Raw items
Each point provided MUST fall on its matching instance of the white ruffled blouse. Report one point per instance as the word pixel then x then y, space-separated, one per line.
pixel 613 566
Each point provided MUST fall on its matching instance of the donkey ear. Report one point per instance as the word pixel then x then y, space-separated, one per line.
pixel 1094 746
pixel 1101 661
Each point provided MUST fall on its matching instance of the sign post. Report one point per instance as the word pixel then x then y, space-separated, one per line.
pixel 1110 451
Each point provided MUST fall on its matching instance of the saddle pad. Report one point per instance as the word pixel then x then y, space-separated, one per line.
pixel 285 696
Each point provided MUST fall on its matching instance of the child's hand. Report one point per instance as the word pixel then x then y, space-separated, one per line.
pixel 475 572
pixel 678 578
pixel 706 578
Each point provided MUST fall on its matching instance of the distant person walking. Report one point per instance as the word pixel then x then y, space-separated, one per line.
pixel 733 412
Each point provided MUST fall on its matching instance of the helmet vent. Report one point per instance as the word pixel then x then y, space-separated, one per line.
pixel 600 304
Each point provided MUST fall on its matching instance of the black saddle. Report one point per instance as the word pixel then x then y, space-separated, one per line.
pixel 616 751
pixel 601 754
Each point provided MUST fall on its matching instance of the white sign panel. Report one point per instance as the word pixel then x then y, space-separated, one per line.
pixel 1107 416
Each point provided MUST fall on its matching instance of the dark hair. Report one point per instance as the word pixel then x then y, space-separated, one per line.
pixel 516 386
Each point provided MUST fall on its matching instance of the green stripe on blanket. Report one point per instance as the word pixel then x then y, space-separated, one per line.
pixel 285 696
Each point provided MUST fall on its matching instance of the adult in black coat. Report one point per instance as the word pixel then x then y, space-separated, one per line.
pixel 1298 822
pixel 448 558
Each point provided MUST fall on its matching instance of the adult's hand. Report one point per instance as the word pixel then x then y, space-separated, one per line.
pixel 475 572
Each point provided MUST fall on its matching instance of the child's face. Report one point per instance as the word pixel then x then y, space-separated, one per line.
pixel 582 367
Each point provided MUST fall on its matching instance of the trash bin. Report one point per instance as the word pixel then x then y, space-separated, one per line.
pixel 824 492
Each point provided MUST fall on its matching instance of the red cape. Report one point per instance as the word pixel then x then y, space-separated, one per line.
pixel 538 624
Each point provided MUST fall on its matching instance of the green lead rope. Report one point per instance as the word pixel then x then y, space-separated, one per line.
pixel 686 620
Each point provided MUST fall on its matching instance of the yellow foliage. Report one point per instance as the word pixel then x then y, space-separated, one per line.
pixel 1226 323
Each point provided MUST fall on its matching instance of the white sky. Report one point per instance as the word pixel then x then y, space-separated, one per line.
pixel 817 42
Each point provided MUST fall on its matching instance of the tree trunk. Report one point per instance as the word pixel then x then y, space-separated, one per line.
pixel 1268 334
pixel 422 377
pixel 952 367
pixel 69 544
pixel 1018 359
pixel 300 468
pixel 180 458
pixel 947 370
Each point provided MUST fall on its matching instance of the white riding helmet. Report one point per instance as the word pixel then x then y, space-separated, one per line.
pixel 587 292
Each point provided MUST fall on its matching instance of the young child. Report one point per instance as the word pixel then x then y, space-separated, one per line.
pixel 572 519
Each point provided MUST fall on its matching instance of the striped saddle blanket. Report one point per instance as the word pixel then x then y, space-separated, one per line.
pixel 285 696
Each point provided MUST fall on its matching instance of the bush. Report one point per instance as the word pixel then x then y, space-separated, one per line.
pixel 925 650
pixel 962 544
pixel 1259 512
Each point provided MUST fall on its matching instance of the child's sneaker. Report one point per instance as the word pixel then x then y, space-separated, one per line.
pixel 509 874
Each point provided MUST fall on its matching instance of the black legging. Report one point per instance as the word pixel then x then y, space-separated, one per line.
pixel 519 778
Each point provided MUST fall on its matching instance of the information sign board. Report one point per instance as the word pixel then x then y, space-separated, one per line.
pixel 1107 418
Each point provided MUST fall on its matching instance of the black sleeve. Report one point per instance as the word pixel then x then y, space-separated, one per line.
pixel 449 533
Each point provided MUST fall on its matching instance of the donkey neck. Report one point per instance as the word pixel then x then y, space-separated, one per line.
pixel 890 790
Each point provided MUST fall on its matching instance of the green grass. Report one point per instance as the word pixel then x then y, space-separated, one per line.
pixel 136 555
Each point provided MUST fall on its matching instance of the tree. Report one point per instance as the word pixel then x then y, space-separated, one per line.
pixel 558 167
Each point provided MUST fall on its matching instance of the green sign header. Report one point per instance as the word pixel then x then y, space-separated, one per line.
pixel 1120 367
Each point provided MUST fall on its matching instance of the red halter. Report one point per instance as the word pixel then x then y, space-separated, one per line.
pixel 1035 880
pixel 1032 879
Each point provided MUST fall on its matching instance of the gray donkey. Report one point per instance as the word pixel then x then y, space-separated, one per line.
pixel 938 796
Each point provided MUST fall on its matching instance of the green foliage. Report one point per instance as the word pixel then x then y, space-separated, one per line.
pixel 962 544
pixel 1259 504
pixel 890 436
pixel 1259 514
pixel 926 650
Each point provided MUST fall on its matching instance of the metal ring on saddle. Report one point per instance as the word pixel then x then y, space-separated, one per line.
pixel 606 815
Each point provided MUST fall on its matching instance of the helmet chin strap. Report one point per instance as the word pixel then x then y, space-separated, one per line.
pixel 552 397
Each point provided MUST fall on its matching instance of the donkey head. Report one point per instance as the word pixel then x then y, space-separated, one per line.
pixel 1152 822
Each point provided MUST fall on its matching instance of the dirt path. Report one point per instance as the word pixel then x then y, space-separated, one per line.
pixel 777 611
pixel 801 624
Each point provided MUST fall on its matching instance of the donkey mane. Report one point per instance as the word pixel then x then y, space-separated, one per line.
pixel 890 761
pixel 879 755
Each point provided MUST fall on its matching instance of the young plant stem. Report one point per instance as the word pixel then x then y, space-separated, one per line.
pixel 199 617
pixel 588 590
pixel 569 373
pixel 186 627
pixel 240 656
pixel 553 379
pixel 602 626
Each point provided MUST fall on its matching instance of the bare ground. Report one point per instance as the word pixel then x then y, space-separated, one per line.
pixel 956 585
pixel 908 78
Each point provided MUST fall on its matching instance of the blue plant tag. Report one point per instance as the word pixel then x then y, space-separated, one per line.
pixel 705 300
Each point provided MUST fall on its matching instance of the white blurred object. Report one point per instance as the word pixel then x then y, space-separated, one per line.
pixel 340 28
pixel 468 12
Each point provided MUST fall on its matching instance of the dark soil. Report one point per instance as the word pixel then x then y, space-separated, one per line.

» Goal
Revise the items above so that each occurrence of "space-separated" becomes "space-delimited", with everything else left unchanged.

» Solution to this task
Each point provided MUST fall on its matching instance of the white ruffled blouse. Report one point per instance as the word pixel then x then y, space-delimited, one per line.
pixel 613 566
Each point provided MUST fall on its matching instance of the donkey ear. Report one point per instance as the word pixel then x then y, space-delimited, one per line.
pixel 1094 746
pixel 1101 661
Each point provided MUST fall on its matching instance of the sign post. Report one point per instance as the word pixel then x then y, space-delimited, one per line.
pixel 1110 451
Each point provided MUST fall on its matching instance of the saddle pad. Report one point per instance as the word pixel then x then y, space-delimited, one per line.
pixel 285 696
Each point provided MUST fall on its matching instance of the child's hand. Report one point per instance as the word pixel then x then y, space-delimited, one per line.
pixel 475 572
pixel 678 578
pixel 706 578
Each point provided MUST fall on its matching instance of the distant person walking. Report one point per instance as the word pixel then x then y, space-delimited, one per line.
pixel 733 412
Each point provided MUST fall on its matching instance of the helmet vent. Report one point per instance as the word pixel then x then y, space-delimited, one per line.
pixel 600 304
Each point provided MUST fall on its matching instance of the black saddle. Report one point per instance as the word pixel then x then y, space-delimited, one per line.
pixel 616 751
pixel 601 754
Each point provided MUST fall on its matching instance of the white sign panel. Report one point per instance as the word pixel then x then y, space-delimited, one per line.
pixel 1107 416
Each point provided MUST fall on its matching instance of the dark hair. Report one point per instance as the word pixel then x then y, space-delimited, one per line.
pixel 516 386
Each point provided MUST fall on its matching instance of the green stripe on blanket. Report one point per instance as the word pixel then x then y, space-delimited, one per line.
pixel 285 696
Each point provided MUST fall on its matching instance of the adult in black coat. Report one point per instance as the word pixel then x then y, space-delimited, one per line.
pixel 1298 822
pixel 448 558
Each point provided MUST fall on its matching instance of the adult's hand. Report one point per instance as the word pixel then x then y, space-delimited, one per line.
pixel 475 572
Each point provided MUST fall on its matching instance of the child's face. Report one point per instance as the word pixel then x then y, space-delimited, one per line.
pixel 582 367
Each point provided MUST fall on its matching instance of the trash bin. Report one point per instance as the word pixel then x then y, space-delimited, one per line.
pixel 824 492
Each point provided MUST fall on its matching instance of the red cape. Report one point per instance as the word pixel then x then y, space-delimited, one per line.
pixel 538 624
Each point provided MUST fall on its matching instance of the green lead rope. Report one point per instance as the word pixel then x then y, space-delimited, one per line.
pixel 686 620
Each point provided MUST fall on its matching instance of the yellow foliage. Report one point per instance as the word pixel then x then y, space-delimited, one per line.
pixel 1226 323
Each point provided MUST fall on its matching instance of the white sky. Report one point per instance as the word pixel then x then y, space-delimited, one per line.
pixel 817 42
Each point provided MUST fall on its matching instance of the tree trunk. Report one point per instance as the word pixel then x then y, space-delimited, one per line.
pixel 1268 334
pixel 422 377
pixel 952 367
pixel 69 544
pixel 1018 359
pixel 300 468
pixel 180 458
pixel 947 370
Each point provided MUST fall on its matching instance of the white riding helmet. Report one point per instance as the word pixel then x then y, space-delimited, one per line.
pixel 587 292
Each point provided MUST fall on its matching instance of the young child. Report one point per instance as the word pixel then x then y, space-delimited, one per line.
pixel 572 519
Each point provided MUST fall on its matching instance of the striped saddle blanket. Report one point per instance as the word pixel then x then y, space-delimited, one per line.
pixel 285 696
Each point provided MUST fall on its matching instance of the bush. Report one point per instance as the word pixel then x then y, space-delimited, one per line.
pixel 925 650
pixel 962 544
pixel 1259 512
Each point provided MUST fall on its matching instance of the child's sneaker. Report one point per instance as the word pixel then x then y, space-delimited, one per line.
pixel 509 874
Each point provided MUST fall on its matching instance of the black legging. Report one point per instance as the word pixel then x then y, space-delimited, one per line.
pixel 519 778
Each point provided MUST fall on its matching instance of the information sign board. Report one point per instance as the word pixel then x then y, space-delimited, one per line.
pixel 1107 418
Each point provided MUST fall on its matching instance of the black sleeve. Report one point per instance as the word pixel then x then y, space-delimited, one per line.
pixel 449 533
Each point provided MUST fall on its matching instance of the donkey neck. Report one point per instance as the word pixel then x then y, space-delimited, one per line.
pixel 890 790
Each point provided MUST fall on its matching instance of the green grass. Report one point per instance as the word pixel then x then y, space-delimited, one per line.
pixel 136 555
Each point provided MUST fall on its matching instance of the tree. Report one point per instance as the word pixel then x then y, space-delimited, one per line.
pixel 558 167
Each point provided MUST fall on its matching instance of the green sign header. Report one point per instance as the word pixel then x then y, space-delimited, one per line.
pixel 1120 367
Each point provided MUST fall on its matching instance of the red halter. Report one point per instance as the word pixel then x then y, space-delimited, one per line.
pixel 1035 880
pixel 1032 879
Each point provided MUST fall on its matching instance of the gray donkey. Report one point per instance as the word pixel then x then y, space-delimited, one per line.
pixel 938 796
Each point provided MUST fall on its matching instance of the green foliage. Report one point per instance as the word pixel then x then y, space-delimited, one per line.
pixel 962 544
pixel 1259 504
pixel 890 436
pixel 1259 514
pixel 926 650
Each point provided MUST fall on its matching instance of the metal ring on saddle. Report one point per instance as the word pixel then x then y, space-delimited, one per line.
pixel 606 815
Each point provided MUST fall on its matching instance of the helmet chin strap. Report one point per instance as the word pixel then x then y, space-delimited, one per line.
pixel 552 397
Each point provided MUST fall on its matching instance of the donkey head. Report one point per instance as the word pixel then x then y, space-delimited, one per line.
pixel 1152 822
Each point provided MUST fall on its matching instance of the dirt path. Report one point per instance as the word pixel then x then y, space-delimited, one per line.
pixel 777 611
pixel 801 624
Each point provided MUST fall on its matching instance of the donkey mane. Report one point per instance as the word pixel then x then y, space-delimited, one per line.
pixel 890 761
pixel 879 755
Each point provided MUST fall on its matching instance of the young plant stem. Report one point per instance as the word pixel then x then y, space-delimited, one per line.
pixel 199 617
pixel 588 590
pixel 569 373
pixel 186 627
pixel 240 656
pixel 553 379
pixel 602 626
Each point provided MUST fall on its matching instance of the bare ground. Report one point per instance as the word pixel then x then y, space-delimited, one per line.
pixel 956 585
pixel 908 78
Each point provided MUST fall on its matching instance of the blue plant tag. Report one point per instance as the word pixel then x then y, space-delimited, one per line.
pixel 705 300
Each point provided MUST fall on its matching instance of the white blurred object. Report one point per instance as the word pixel then x then y, space-delimited, one per line.
pixel 340 28
pixel 468 12
Each point provided MUST fall on its matching instance of the dark soil. Report one point per instance as the word pixel then x then y, space-delimited, one per line.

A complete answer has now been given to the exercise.